EXERCISE PROMPT:
Until the last line is reached, keep transcribing the material exactly.
MATERIAL FOR THE TASK section start
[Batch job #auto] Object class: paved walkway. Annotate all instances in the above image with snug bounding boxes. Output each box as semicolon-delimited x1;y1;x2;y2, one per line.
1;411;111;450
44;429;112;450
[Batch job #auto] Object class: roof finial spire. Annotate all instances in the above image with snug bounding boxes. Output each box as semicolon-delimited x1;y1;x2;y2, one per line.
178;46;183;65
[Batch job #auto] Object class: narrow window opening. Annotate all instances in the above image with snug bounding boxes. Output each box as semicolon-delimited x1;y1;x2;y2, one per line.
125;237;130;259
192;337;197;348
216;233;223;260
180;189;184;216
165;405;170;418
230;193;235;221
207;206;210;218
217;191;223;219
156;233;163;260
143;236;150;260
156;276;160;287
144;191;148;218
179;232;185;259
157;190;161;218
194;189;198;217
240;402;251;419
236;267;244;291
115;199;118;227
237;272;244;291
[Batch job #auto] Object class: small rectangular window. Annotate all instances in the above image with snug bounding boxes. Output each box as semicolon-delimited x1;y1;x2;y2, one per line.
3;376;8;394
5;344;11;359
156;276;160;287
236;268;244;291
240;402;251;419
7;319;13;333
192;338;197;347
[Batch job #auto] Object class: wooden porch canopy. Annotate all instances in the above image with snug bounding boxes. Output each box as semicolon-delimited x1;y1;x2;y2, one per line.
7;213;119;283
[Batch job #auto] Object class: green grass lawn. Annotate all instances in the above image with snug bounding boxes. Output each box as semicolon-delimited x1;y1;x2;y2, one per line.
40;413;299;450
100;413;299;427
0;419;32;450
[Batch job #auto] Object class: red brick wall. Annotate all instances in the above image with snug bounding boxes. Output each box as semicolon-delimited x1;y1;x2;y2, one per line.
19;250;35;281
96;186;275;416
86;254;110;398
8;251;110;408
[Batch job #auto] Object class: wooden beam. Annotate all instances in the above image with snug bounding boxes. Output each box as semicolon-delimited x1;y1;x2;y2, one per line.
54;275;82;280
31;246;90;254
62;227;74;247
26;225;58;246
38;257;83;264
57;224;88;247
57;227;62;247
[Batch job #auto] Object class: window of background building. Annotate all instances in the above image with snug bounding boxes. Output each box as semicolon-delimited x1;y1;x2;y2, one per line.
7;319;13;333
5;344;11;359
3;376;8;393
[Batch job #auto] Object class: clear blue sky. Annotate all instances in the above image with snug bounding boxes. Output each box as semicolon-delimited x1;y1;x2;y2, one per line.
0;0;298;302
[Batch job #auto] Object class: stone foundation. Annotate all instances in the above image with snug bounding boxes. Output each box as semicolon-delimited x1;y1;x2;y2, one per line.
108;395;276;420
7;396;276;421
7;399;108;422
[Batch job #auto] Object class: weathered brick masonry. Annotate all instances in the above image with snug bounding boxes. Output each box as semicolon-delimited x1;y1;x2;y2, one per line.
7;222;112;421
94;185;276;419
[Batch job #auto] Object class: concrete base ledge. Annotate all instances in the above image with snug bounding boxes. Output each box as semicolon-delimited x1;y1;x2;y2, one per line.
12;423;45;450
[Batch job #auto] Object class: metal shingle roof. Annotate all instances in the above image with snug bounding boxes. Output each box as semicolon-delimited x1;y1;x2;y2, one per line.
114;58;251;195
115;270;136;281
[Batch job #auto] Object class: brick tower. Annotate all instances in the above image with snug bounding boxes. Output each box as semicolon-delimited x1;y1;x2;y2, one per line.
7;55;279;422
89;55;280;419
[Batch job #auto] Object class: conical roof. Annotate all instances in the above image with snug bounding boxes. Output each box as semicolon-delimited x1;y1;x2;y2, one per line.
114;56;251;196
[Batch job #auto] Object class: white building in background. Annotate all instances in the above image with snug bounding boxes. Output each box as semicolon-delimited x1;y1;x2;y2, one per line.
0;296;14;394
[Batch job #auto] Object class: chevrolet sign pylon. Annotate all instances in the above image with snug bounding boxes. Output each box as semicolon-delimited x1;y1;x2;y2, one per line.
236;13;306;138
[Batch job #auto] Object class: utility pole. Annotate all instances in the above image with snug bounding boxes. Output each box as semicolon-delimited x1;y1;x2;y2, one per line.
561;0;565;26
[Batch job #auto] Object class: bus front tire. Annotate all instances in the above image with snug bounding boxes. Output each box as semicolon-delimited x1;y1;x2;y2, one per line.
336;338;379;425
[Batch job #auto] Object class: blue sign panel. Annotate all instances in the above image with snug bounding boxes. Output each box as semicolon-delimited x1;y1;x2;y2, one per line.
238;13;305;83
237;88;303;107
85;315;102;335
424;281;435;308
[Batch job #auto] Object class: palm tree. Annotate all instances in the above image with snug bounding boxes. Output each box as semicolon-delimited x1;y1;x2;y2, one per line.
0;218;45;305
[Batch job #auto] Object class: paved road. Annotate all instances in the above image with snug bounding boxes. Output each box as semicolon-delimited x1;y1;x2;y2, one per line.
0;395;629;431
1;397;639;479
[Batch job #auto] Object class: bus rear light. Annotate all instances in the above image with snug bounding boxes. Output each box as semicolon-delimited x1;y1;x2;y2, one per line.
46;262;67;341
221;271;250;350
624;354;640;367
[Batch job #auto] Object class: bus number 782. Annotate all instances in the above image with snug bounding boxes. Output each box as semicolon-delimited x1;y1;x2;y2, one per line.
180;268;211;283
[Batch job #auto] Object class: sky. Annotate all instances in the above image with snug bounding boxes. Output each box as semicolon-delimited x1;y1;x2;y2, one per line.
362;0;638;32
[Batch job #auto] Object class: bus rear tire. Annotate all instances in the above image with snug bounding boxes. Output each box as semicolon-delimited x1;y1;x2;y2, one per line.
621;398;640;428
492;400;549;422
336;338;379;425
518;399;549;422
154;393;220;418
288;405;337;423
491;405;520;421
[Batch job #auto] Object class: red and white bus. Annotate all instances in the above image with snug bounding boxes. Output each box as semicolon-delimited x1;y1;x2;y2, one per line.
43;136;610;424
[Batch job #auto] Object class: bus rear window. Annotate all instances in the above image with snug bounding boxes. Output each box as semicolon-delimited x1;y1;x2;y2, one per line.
MATERIAL FOR THE TASK section end
EXERCISE RESPONSE:
[Batch job #auto] Object class: paved walkway. Annotate all instances in the above image with snug bounding boxes. Output each box as semicolon-delimited x1;y1;x2;y2, one per line.
1;411;111;450
44;429;112;450
[Batch job #auto] Object class: roof finial spire. Annotate all instances in the above image with snug bounding boxes. Output each box as semicolon-delimited x1;y1;x2;y2, one per line.
178;46;183;65
[Batch job #auto] Object class: narrow window opening. Annotate all instances in the above image with snug bounding boxes. Output each box as semicolon-delimited x1;y1;x2;y2, one per line.
125;237;130;259
192;337;197;348
216;233;223;260
180;189;184;216
165;405;170;418
230;193;235;221
207;206;210;218
217;191;223;219
156;233;163;260
143;236;150;260
156;276;160;287
144;191;148;218
179;232;185;259
157;190;161;218
194;189;198;217
240;402;251;419
236;267;244;291
115;199;118;227
237;272;244;291
[Batch job #auto] Object class: small rectangular window. Annotate all instances in the above image with snug bounding boxes. Output each box as semicolon-delimited x1;y1;x2;y2, one per line.
3;376;8;394
5;344;11;359
156;276;160;287
236;268;244;291
240;402;251;419
7;319;13;333
192;338;197;347
[Batch job #auto] Object class: wooden porch canopy. Annotate all instances in the above image with snug bounding boxes. Output each box as semicolon-delimited x1;y1;x2;y2, one per line.
7;213;119;283
[Batch job #auto] Object class: green grass lawn. Annotate all instances in the above image with snug bounding boxes. Output each box as semicolon-delimited x1;y1;x2;y2, one per line.
40;413;299;450
100;413;299;427
0;419;32;450
[Batch job #auto] Object class: red brick wall. Annotate all instances in the above image with snug bounding boxes. Output each box as semicolon-delimited x1;y1;x2;y2, one per line.
19;250;35;281
96;186;275;416
86;254;110;398
8;251;110;408
[Batch job #auto] Object class: wooden beam. Annotate all instances in the above image with snug bounding boxes. Output each box as semicolon-delimited x1;y1;x2;y2, one per line.
54;275;82;280
31;246;90;254
62;227;74;247
26;225;58;246
38;257;83;264
57;224;88;247
57;227;62;247
[Batch job #auto] Object class: window of background building. Annotate all instances in the above image with snug bounding boxes. Output each box as semicolon-delimited x1;y1;x2;y2, one per line.
7;319;13;333
5;344;11;359
3;376;8;393
[Batch job #auto] Object class: clear blue sky. Annotate all instances in the above image with snug bounding boxes. Output each box as semicolon-delimited x1;y1;x2;y2, one per line.
0;0;298;302
[Batch job #auto] Object class: stone foundation. Annotate all instances in the above image with snug bounding boxes. Output each box as semicolon-delimited x1;y1;x2;y2, one per line.
108;395;276;420
7;396;276;421
7;399;108;422
[Batch job #auto] Object class: weathered brick masonry. Annotate all instances in the above image with snug bounding boxes. Output each box as semicolon-delimited x1;y1;x2;y2, one per line.
7;222;112;421
94;185;276;419
[Batch job #auto] Object class: concrete base ledge. Annotate all instances in the above image with snug bounding boxes. Output each box as semicolon-delimited x1;y1;x2;y2, one per line.
12;423;45;450
[Batch job #auto] Object class: metal shingle roof. Annotate all instances in the above image with snug bounding boxes. Output each box as semicolon-delimited x1;y1;x2;y2, one per line.
114;58;251;195
115;270;136;281
[Batch job #auto] Object class: brick tower. Annotate all instances in the above image with snug bounding boxes. Output each box as semicolon-delimited x1;y1;x2;y2, one per line.
7;55;279;422
89;55;280;419
[Batch job #auto] Object class: conical roof. Annotate all instances in the above image with snug bounding boxes. Output each box as semicolon-delimited x1;y1;x2;y2, one per line.
114;56;251;196
[Batch job #auto] Object class: white building in background. Annotate all instances in the above image with snug bounding boxes. Output each box as semicolon-delimited x1;y1;x2;y2, one per line.
0;296;14;394
[Batch job #auto] Object class: chevrolet sign pylon. Annotate all instances in the above image with snug bounding boxes. Output each box as semicolon-delimited x1;y1;x2;y2, one per line.
236;13;306;138
[Batch job #auto] Object class: utility pole. Annotate all instances in the above image with snug bounding boxes. Output each box as semicolon-delimited x1;y1;x2;y2, one per line.
561;0;565;26
[Batch job #auto] Object class: bus front tire. Annotate all instances in the above image with snug bounding boxes. Output each box as semicolon-delimited x1;y1;x2;y2, one per line.
336;338;379;425
[Batch job #auto] Object class: blue sign panel. Annotate all instances in the above image with snug bounding boxes. Output each box as semicolon-delimited x1;y1;x2;y2, one per line.
238;13;305;83
237;88;303;107
85;315;102;335
424;281;435;308
[Batch job #auto] Object class: palm tree. Annotate all instances in the above image with snug bounding boxes. Output each box as semicolon-delimited x1;y1;x2;y2, one per line.
0;218;45;305
[Batch job #auto] Object class: paved road. Annotate all instances in the above image with snug bounding boxes. Output each box as semicolon-delimited x1;y1;x2;y2, one per line.
0;395;629;431
1;397;639;479
[Batch job #auto] Object class: bus rear light. Annotate all instances in the above image with snug bounding boxes. Output each box as semicolon-delimited x1;y1;x2;y2, one per line.
46;262;67;341
221;271;250;350
624;354;640;367
[Batch job #auto] Object class: bus number 782. Annotate all instances in the above image with snug bounding boxes. Output each box as semicolon-delimited x1;y1;x2;y2, one per line.
180;268;211;283
[Batch job #auto] Object class: sky. Annotate all instances in the above image with snug bounding boxes. Output each box as semicolon-delimited x1;y1;x2;y2, one per line.
362;0;638;32
[Batch job #auto] Object class: bus rear tire. Annotate all instances in the above image with snug bounding boxes. Output each box as semicolon-delimited x1;y1;x2;y2, one per line.
621;398;640;428
492;400;549;422
336;338;379;425
518;399;549;422
154;393;220;418
288;405;337;423
491;405;520;421
[Batch job #auto] Object class: red and white bus. Annotate all instances in the above image with snug bounding boxes. Output each box as semicolon-delimited x1;y1;x2;y2, one per line.
43;136;610;424
[Batch job #auto] Object class: bus rear window. Annotate all instances in the above image with snug bounding boxes. Output each box as semicolon-delimited x1;y1;x2;y2, one per line.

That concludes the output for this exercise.